Written exercise
Pick out and copy every line of the rows below that contains the string "rock". Case counts.

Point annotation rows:
**********

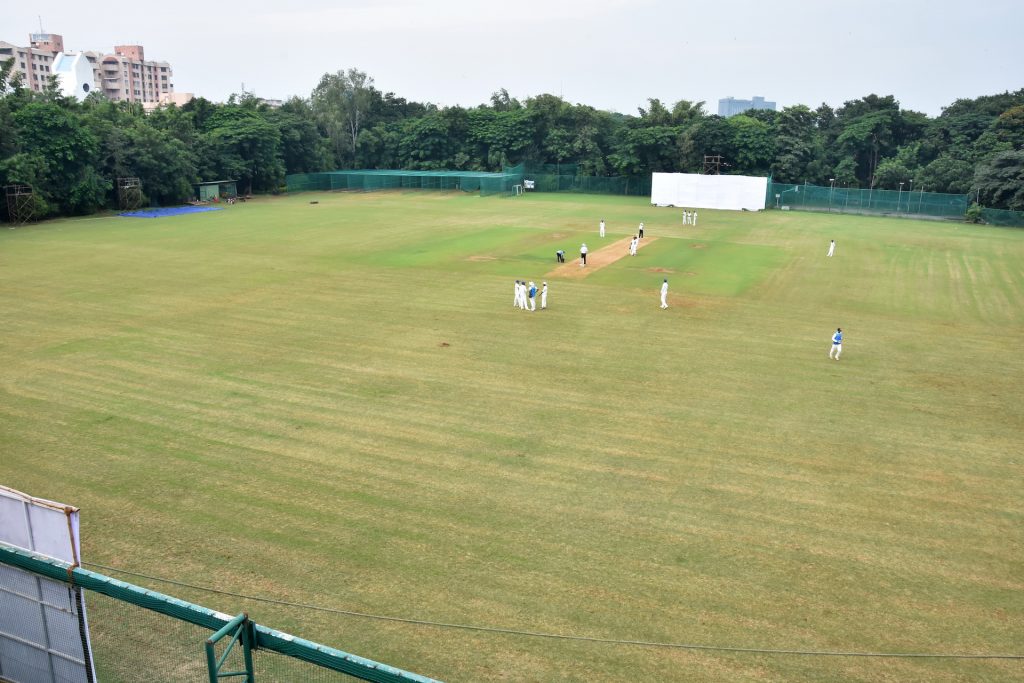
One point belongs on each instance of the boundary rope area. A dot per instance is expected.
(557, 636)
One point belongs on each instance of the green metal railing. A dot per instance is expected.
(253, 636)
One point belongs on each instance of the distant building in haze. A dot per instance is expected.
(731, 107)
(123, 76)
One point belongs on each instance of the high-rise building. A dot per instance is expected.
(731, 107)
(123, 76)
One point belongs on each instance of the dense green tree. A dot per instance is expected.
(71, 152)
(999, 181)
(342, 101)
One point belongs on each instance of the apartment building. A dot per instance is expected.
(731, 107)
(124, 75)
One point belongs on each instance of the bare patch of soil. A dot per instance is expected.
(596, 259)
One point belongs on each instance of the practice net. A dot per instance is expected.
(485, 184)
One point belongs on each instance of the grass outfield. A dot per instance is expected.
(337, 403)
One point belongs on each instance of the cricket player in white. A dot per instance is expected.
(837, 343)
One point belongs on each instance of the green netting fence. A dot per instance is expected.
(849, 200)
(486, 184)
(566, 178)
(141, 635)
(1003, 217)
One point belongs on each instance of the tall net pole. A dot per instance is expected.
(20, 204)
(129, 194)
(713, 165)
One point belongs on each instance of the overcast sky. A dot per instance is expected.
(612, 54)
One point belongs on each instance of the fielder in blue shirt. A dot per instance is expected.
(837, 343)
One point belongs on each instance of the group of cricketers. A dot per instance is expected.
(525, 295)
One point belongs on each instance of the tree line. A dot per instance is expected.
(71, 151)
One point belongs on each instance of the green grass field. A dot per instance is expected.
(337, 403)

**********

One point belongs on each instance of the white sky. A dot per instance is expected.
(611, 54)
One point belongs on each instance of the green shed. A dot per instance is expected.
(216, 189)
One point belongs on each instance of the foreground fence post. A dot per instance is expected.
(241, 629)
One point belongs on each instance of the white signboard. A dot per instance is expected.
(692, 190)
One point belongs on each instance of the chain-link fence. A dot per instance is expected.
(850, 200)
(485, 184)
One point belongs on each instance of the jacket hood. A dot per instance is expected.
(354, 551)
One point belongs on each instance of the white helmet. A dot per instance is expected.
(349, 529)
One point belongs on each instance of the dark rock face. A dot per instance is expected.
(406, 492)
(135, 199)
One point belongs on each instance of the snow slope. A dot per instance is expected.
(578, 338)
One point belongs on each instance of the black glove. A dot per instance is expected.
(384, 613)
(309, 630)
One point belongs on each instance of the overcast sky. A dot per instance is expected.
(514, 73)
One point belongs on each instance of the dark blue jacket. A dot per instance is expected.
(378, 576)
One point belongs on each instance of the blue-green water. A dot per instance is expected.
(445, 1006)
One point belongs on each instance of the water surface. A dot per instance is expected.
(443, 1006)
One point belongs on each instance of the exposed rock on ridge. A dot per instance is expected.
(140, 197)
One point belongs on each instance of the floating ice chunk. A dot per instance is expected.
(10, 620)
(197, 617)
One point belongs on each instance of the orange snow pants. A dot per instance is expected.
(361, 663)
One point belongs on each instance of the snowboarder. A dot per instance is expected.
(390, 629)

**********

Worked answer
One point belongs on each instance of the dark rock face. A dot per instance is expected.
One point belongs on each instance of the exposed rock on ridge. A dot per instance is expected.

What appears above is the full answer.